Resize the records starting with the line containing "One dot per instance of the boy's short" and going on through the line containing "One dot per instance of the woman's hand", including both. Rewrite only those lines, requests included, and multiply every coordinate in the answers by 1.7, rounding to whole numbers with halves rounded up.

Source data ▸

+++

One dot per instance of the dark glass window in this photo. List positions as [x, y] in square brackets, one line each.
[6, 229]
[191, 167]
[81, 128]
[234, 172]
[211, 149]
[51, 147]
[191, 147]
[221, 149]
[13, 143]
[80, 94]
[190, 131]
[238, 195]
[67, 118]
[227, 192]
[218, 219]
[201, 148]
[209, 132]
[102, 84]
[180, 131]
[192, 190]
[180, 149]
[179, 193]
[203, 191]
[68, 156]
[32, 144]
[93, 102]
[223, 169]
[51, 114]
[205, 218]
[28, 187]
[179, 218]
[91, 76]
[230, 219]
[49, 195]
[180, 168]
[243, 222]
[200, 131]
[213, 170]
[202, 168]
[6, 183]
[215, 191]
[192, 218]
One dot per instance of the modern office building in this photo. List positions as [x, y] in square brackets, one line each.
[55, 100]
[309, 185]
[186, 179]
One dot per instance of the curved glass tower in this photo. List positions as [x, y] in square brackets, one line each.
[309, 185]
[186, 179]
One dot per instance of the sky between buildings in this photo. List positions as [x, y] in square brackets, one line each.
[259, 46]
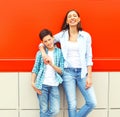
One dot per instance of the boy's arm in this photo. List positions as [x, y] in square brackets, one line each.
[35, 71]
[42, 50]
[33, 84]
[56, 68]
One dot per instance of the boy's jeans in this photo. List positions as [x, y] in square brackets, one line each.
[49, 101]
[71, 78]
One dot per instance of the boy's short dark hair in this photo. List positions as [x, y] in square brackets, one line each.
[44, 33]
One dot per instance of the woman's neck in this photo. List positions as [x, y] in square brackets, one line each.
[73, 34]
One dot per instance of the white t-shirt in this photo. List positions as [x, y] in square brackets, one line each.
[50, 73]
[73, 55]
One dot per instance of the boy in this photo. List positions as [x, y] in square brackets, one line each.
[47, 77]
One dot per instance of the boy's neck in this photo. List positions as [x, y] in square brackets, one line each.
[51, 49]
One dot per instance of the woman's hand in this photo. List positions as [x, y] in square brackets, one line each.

+++

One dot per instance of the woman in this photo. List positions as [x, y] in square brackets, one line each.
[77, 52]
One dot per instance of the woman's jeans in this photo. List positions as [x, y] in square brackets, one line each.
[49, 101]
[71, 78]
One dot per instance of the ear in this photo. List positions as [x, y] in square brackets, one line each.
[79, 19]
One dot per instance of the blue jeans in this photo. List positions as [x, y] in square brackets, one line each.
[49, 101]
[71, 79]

+++

CORRECT OUTPUT ▸
One dot per instance of the boy's short dark hair in this photo. List positions as [x, y] in square brackets, one line each.
[75, 56]
One dot per instance of the woman's neck in this photo. List positions as [x, y] in square brackets, one line each.
[124, 58]
One dot per instance of the white t-shirt in this photo. List positions as [x, y] in square brackets, one line each.
[85, 124]
[124, 94]
One dot per instance of the boy in this photo. List positions as [x, y] in square brackets, one line each.
[80, 131]
One dot per instance of the boy's neck in this photo. List positions as [x, y] in square brackets, one line each.
[87, 83]
One dot per instance of the woman's hand in this photo. List positions as [x, y] in square brackets, one line each.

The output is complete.